** Work to complete **
1. Quote the workshop report word for word, between "Paul Brandon, a" and "used as scapegoats.", inclusive.
2. Extend the workshop report past its final sentence.

** Text block **
How strikes can win
Over 70 people came to the workshop on how strikes can win and how we can deal with the anti-union laws.
Paul Brandon, a Unite rep at Holloway bus garage, London, expressed the mood of many when he said, “The court decision to ban the BA strike took us to the brink.
“The judges made a pragmatic political decision to then allow it to go ahead—it wasn’t based on legal argument.”
Delegates from a wide range of unions, including the NUJ, Unite, UCU, Unison and the RMT, discussed how a tipping point could be reached.
Paul Jackson, secretary of the RMT London Underground engineering branch, spoke about how workers there had built up strong union organisation that has helped them successfully fight for better pay and conditions.
Immigration: myths and truths
Clara Osagiede, from the RMT union’s cleaners’ campaign, addressed this workshop.
She said that migrant workers should not be not used as scapegoats.
There were 17 contributions from the floor, including from a cleaner originally from South Africa and a refugee from Zimbabwe.
He found it strange that while many migrants are homeless and destitute they are still attacked for taking benefits, while many have skills they are not permitted to use.
The workshop called for Right to Work campaigns to ensure that migrant workers are included in them.
Organising a campaign
Shirley Franklin spoke about the successful campaign to stop the closure of the A&E department at Whittington Hospital in north London.
She stressed the importance of a 5,000-strong march and building networks of activists to the campaign.
Campaigners are keeping the coalition together to fight further cuts—like those to mental health services at the hospital.
Many spoke about the need to replicate the success of this campaign and the importance of establishing Right to Work groups in local areas.
Pensioners, council housing campaigners and activists from the London Autistic Rights Movement also spoke.
The workshop supported the call from postal worker Pete Firmin for trade unions and communities to get involved in the campaign to stop the privatisation of Royal Mail.
It also backed the save the Hinchingbrooke Hospital demonstration on Saturday 10 July in Huntingdon.

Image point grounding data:

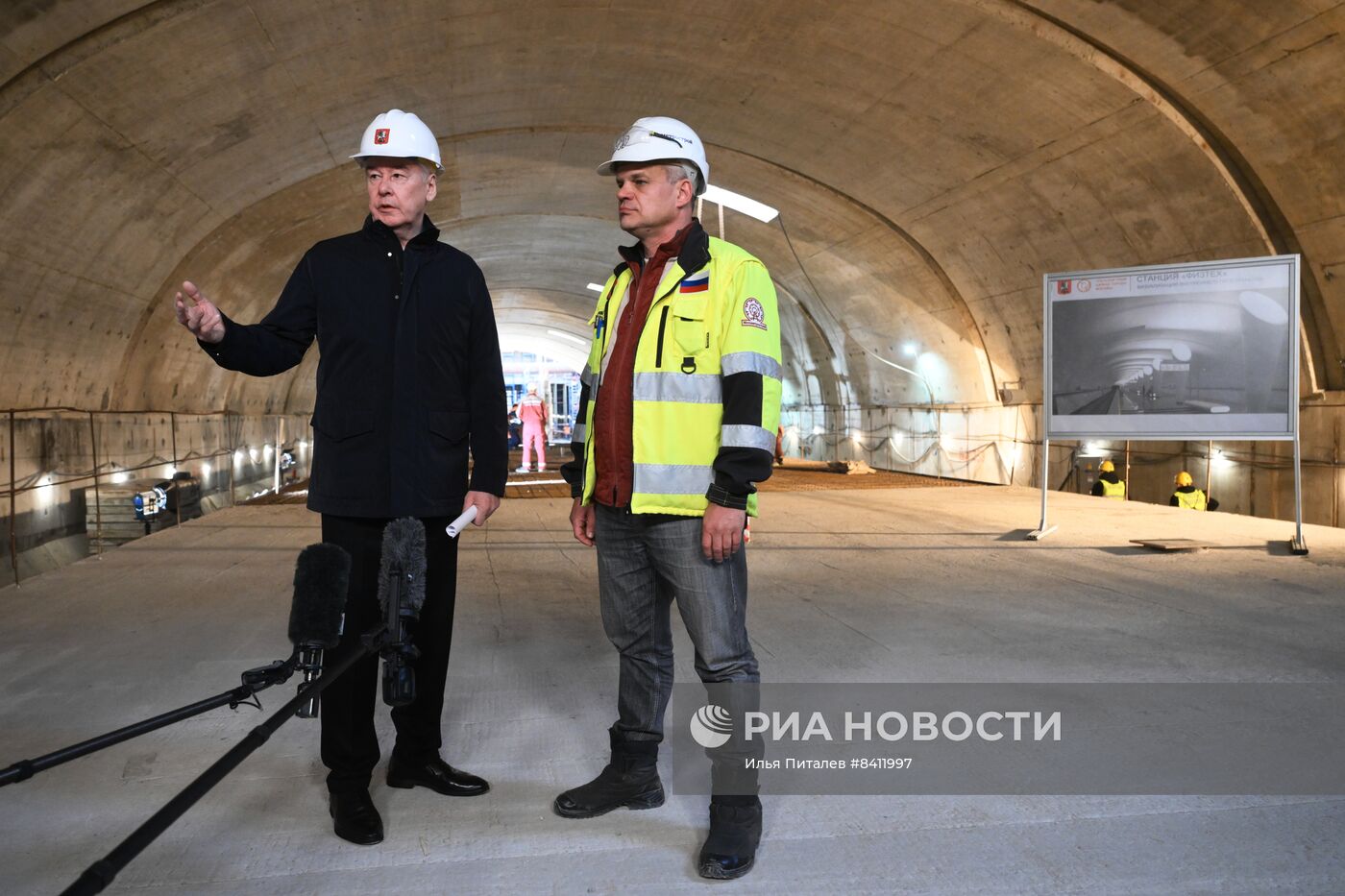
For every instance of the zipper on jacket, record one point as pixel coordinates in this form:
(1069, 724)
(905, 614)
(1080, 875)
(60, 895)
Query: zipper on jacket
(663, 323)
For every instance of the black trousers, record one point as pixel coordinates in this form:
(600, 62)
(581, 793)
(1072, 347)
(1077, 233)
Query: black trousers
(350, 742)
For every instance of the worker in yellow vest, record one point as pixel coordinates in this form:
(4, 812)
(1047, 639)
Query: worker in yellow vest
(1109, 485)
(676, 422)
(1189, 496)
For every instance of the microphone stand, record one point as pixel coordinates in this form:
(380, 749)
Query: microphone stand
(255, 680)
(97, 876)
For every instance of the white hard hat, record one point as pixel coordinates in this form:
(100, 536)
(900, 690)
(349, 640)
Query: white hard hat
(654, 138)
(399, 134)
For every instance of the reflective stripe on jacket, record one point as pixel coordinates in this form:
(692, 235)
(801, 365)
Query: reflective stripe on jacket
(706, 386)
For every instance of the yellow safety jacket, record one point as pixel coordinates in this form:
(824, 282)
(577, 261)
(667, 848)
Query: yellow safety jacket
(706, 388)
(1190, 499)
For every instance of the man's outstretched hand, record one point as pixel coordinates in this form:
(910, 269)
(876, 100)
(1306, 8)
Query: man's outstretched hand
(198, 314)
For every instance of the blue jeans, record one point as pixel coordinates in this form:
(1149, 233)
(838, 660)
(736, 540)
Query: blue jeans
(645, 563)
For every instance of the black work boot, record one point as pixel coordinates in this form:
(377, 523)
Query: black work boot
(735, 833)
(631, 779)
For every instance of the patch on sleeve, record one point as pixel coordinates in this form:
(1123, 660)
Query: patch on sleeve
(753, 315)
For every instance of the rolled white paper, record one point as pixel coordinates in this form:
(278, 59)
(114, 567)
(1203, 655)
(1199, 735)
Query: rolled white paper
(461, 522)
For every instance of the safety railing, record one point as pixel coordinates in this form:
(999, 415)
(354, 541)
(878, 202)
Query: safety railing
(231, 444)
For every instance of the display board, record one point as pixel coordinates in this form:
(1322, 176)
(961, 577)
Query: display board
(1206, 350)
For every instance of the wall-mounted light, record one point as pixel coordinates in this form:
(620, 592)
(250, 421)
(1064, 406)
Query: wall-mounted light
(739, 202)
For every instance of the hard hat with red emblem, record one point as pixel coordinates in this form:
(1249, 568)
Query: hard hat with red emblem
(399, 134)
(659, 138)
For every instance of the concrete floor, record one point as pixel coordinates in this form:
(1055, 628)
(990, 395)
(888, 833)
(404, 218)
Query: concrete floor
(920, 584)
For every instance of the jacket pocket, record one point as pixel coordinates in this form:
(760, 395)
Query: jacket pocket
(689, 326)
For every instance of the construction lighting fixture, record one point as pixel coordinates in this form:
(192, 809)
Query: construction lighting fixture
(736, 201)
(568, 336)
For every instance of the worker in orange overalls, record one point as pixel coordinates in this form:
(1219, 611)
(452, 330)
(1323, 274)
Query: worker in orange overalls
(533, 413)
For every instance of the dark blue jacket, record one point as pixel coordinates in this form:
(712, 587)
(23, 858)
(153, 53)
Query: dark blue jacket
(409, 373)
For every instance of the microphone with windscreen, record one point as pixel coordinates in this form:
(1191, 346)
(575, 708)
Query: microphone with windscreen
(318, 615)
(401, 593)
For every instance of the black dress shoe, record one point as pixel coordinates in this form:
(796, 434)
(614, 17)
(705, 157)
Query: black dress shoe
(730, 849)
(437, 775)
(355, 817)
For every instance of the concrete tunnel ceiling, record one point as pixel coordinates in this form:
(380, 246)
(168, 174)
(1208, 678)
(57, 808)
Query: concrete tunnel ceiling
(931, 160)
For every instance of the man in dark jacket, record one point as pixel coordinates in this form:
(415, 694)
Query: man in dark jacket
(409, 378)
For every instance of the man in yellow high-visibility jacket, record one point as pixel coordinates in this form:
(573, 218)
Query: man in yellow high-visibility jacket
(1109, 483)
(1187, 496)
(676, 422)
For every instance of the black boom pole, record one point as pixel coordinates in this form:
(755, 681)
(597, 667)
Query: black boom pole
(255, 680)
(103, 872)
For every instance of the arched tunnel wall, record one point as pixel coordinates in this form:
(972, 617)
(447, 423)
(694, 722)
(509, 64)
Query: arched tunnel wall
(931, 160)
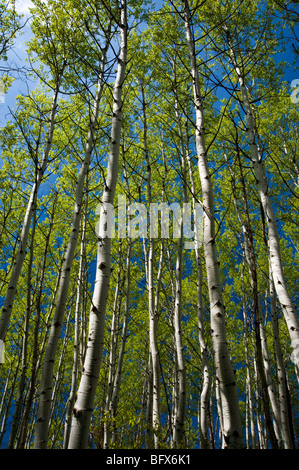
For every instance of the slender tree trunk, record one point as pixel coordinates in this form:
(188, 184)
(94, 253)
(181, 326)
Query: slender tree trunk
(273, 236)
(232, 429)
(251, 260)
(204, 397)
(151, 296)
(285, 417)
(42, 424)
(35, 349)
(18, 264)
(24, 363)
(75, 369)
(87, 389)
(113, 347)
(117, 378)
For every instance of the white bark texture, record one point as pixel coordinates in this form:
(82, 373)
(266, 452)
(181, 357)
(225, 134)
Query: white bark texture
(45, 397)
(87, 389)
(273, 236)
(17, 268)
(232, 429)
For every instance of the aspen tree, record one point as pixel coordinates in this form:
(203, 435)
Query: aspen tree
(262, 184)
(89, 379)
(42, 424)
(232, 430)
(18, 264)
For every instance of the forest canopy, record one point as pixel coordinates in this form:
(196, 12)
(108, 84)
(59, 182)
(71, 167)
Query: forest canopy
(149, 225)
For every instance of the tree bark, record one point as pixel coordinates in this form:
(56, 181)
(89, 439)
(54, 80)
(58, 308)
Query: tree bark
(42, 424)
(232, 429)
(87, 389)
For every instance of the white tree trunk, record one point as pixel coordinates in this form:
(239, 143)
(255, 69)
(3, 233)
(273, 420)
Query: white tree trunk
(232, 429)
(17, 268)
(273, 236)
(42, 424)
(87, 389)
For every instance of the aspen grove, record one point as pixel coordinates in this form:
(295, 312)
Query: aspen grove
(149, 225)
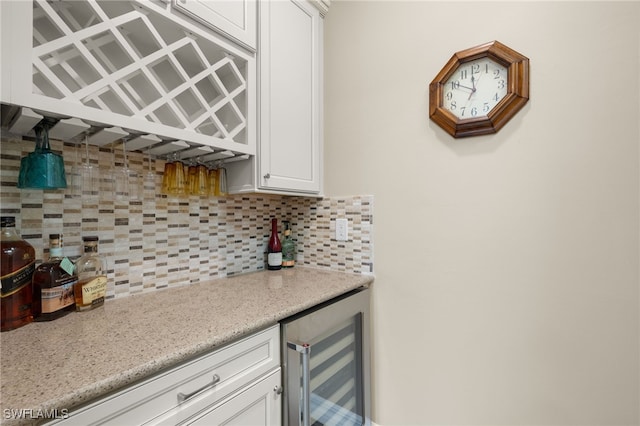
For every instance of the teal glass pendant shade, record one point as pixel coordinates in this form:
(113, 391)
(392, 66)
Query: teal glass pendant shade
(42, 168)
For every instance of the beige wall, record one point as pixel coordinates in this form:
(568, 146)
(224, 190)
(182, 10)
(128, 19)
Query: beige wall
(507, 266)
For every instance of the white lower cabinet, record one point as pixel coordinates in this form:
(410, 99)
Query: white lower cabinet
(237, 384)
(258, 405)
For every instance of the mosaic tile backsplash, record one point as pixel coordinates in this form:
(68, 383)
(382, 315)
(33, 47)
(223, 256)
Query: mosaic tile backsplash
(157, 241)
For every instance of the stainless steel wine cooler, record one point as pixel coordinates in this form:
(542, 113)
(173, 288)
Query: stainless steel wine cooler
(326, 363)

...

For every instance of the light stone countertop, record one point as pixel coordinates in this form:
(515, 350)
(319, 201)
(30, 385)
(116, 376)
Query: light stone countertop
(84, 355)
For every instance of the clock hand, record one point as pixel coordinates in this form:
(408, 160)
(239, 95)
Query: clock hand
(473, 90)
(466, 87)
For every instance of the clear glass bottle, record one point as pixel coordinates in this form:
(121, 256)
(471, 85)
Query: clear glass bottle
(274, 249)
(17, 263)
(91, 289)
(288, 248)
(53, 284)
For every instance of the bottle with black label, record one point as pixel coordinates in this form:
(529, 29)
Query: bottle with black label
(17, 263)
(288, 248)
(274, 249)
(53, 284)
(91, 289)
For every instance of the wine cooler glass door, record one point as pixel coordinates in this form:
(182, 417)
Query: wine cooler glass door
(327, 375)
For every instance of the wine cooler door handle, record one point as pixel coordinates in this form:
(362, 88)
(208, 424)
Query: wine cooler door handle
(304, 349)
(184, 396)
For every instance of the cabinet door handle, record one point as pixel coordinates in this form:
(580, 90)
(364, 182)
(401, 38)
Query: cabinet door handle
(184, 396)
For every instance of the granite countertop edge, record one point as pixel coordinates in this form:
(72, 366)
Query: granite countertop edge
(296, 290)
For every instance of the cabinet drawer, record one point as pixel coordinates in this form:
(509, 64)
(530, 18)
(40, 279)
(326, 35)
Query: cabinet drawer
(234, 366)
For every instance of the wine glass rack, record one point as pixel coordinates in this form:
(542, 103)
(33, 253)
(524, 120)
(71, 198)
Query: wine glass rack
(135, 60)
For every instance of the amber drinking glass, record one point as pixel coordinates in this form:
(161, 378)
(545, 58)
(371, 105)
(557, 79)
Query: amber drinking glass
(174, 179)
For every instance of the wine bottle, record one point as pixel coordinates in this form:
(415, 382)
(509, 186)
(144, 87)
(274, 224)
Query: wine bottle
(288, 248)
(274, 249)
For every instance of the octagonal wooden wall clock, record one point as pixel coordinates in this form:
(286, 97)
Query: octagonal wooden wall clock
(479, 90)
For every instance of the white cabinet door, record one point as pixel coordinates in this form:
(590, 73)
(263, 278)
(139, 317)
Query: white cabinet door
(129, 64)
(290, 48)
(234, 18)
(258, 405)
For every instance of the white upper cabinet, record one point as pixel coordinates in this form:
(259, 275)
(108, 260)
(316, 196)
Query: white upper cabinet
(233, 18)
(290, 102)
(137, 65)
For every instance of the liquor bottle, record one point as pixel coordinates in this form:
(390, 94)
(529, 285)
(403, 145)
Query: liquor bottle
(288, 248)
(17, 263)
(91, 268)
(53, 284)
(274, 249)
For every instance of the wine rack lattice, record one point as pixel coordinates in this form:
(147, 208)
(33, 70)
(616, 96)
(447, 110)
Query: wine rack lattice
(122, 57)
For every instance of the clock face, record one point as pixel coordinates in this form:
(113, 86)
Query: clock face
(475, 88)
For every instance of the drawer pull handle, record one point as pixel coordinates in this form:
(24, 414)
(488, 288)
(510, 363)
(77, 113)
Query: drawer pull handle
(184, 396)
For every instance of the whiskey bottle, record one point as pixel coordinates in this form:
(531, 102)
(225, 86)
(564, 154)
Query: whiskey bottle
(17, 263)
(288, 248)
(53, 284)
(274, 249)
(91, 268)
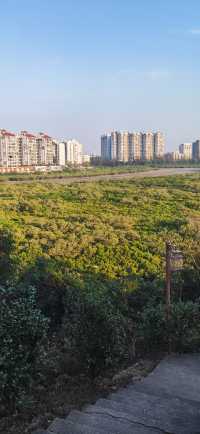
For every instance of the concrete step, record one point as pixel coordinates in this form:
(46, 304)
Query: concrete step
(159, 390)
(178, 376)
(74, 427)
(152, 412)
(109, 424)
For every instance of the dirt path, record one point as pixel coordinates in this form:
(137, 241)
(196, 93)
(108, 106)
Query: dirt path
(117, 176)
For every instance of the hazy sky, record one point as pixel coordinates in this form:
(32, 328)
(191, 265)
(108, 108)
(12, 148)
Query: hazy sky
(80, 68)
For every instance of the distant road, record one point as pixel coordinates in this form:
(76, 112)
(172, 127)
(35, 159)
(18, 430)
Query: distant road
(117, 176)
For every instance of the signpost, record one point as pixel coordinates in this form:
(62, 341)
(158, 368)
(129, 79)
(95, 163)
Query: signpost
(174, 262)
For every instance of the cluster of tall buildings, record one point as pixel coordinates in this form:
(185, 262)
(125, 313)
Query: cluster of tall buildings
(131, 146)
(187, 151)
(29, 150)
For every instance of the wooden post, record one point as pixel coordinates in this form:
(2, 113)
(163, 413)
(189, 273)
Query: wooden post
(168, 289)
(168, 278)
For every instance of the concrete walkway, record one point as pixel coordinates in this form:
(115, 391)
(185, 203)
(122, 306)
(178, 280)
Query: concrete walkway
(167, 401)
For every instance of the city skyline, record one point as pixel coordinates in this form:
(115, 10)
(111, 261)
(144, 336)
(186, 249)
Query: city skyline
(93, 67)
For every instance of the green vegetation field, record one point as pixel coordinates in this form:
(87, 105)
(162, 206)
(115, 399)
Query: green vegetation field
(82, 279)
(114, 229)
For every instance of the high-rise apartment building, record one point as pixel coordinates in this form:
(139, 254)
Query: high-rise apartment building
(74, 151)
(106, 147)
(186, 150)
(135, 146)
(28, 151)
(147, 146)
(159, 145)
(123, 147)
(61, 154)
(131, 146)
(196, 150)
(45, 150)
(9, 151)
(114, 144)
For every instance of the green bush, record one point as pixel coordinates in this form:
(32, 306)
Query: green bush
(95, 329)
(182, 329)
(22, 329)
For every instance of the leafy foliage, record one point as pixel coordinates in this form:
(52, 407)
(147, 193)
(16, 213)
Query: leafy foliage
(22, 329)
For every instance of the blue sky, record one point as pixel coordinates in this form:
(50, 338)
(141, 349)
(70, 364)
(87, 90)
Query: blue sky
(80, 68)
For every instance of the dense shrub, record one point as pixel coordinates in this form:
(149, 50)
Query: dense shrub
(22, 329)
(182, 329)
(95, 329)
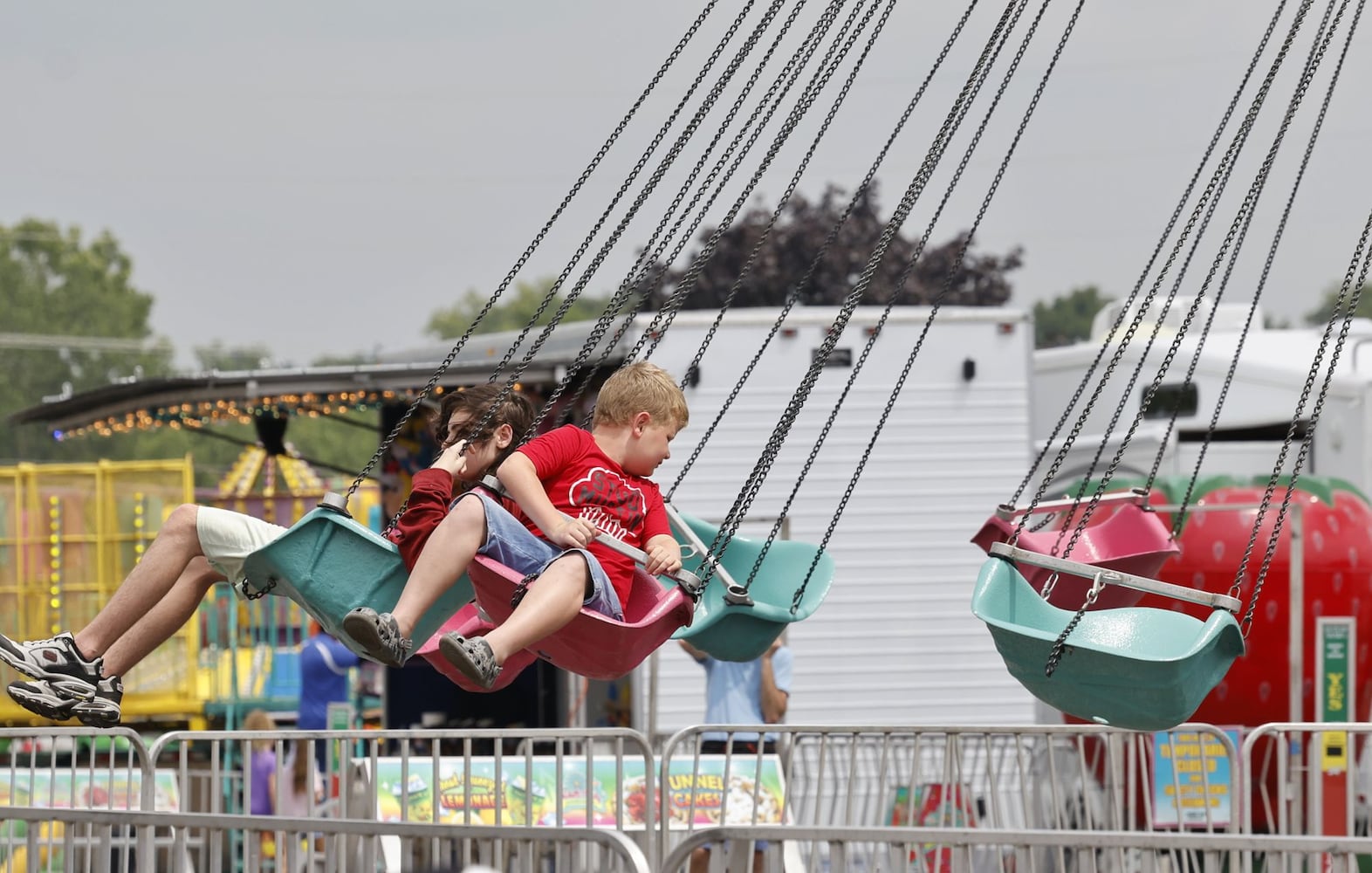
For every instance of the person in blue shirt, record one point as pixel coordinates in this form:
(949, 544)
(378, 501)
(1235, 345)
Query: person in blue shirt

** Responses by item number **
1.
Paul Brandon, a Unite rep at Holloway bus garage, London, expressed the mood of many when he said, “The court decision to ban the BA strike took us to the brink.
“The judges made a pragmatic political decision to then allow it to go ahead—it wasn’t based on legal argument.”
Delegates from a wide range of unions, including the NUJ, Unite, UCU, Unison and the RMT, discussed how a tipping point could be reached.
Paul Jackson, secretary of the RMT London Underground engineering branch, spoke about how workers there had built up strong union organisation that has helped them successfully fight for better pay and conditions.
Immigration: myths and truths
Clara Osagiede, from the RMT union’s cleaners’ campaign, addressed this workshop.
She said that migrant workers should not be not used as scapegoats.

2.
Resisting cuts to our education
Jane Bassett, a teacher from London, introduced the workshop together with Ali Alizadeh from Middlesex university, Simon Englert from Sussex university and Sean Vernell from the UCU union national executive.
More than 70 people attended the worskhop.
The level of struggle in education is on the rise with the boycott of the SATs tests, strikes and student occupations taking place.
The workshop resolved to pledge support for students and lecturers taking part in direct action.
It pledged to back the Education Activist Network conference in October and a demonstration on Thursday 4 June for the suspended staff and students from the Save Middlesex Philosophy campaign.
Organising temporary and agency workers
A shop worker from Glasgow spoke to this 50-strong workshop:
“Union organisation in supermarkets is low. One difficulty is no one knows who the reps are.
“We decided to produce a newsletter called Shopworker, which we hope to be out in a few weeks time.
“The main problems we want to address are the divisions caused by sexism where the women are on the tills and the men filling shelves. Other issues are low wages and unpaid overtime.”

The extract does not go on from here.